Short task 1
Lay out the entries as a Markdown table with the columns "No." and "Line", covering the part that opens with the first line of the entries and closes with the line containing "column 293, row 267". Number each line, leave out blank lines, and omit the pictures.

Text section

┌──

Fish and finger pie, or how did this lyric get by the AM radio censors?

another one, not AM but my local AOR station at the time would on occasion play the album version of “Miracles”, with the line “I got a taste of the real world/when I went down on you girl” intact- ugh.

Personally I’ve always wondered how the Beatles got away with John orgasming through the outro of “Lovely Rita”. Fish and finger pie is nothing compared to that.

My two favorite examples of “stuff that got right past the bleepers” are Jefferson Airplane’s “We Can Be Together,” which contains the lyric “up against the wall, motherfuckers” (around minute 3:20 or so) and it’s plain as day. Never bleeped that I know of. The other is Steely Dan’s “Show Business Kids,” with the lyric “show business kids making movies of themselves you know they don’t give a fuck about anybody else.” Also never bleeped that I recall. Been on oldies radio forever and apparently nobody ever complained.

This, for sure. Take a look at the lyrics for “Come Together” or “I Am the Walrus” – there’s all sorts of word salad in there.

Now, take a 50-something American, back in 1967, who isn’t familiar with current slang, and has no idea what “those kids” mean by just about anything they say, and give him the job of listening to songs for naughty words. All sorts of stuff is going to “get by” them.

another great point- I can imagine someone reading the complete lyrics to “Come Together” and saying, ah fuck it, its good to go:)

└──

Extracted information
┌──

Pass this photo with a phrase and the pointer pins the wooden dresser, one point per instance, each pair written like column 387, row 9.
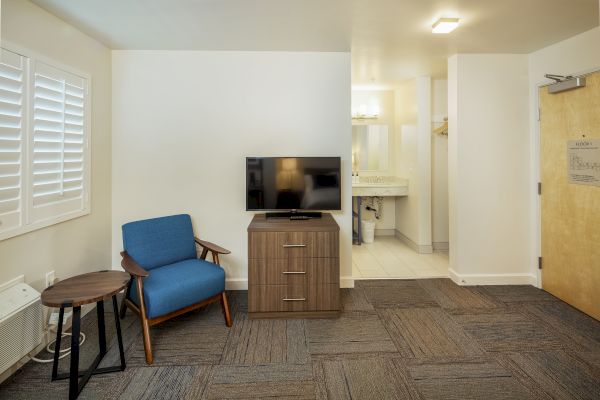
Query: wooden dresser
column 293, row 267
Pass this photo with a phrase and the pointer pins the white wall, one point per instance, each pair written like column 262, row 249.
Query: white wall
column 184, row 121
column 488, row 169
column 439, row 163
column 82, row 244
column 413, row 116
column 574, row 56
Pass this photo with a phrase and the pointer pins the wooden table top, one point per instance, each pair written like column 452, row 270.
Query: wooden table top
column 262, row 224
column 83, row 289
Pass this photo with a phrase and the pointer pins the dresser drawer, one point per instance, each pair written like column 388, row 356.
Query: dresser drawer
column 292, row 244
column 282, row 298
column 277, row 298
column 293, row 271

└──

Short task 2
Duplicate word for word the part of the discussion of lyrics that slipped past radio censors that opens with the words containing "Personally I’ve always" and closes with "compared to that.".

Task output 1
| No. | Line |
|---|---|
| 1 | Pass this photo with a phrase and the pointer pins the wooden dresser, one point per instance, each pair written like column 387, row 9. |
| 2 | Query: wooden dresser |
| 3 | column 293, row 267 |

Task output 2
Personally I’ve always wondered how the Beatles got away with John orgasming through the outro of “Lovely Rita”. Fish and finger pie is nothing compared to that.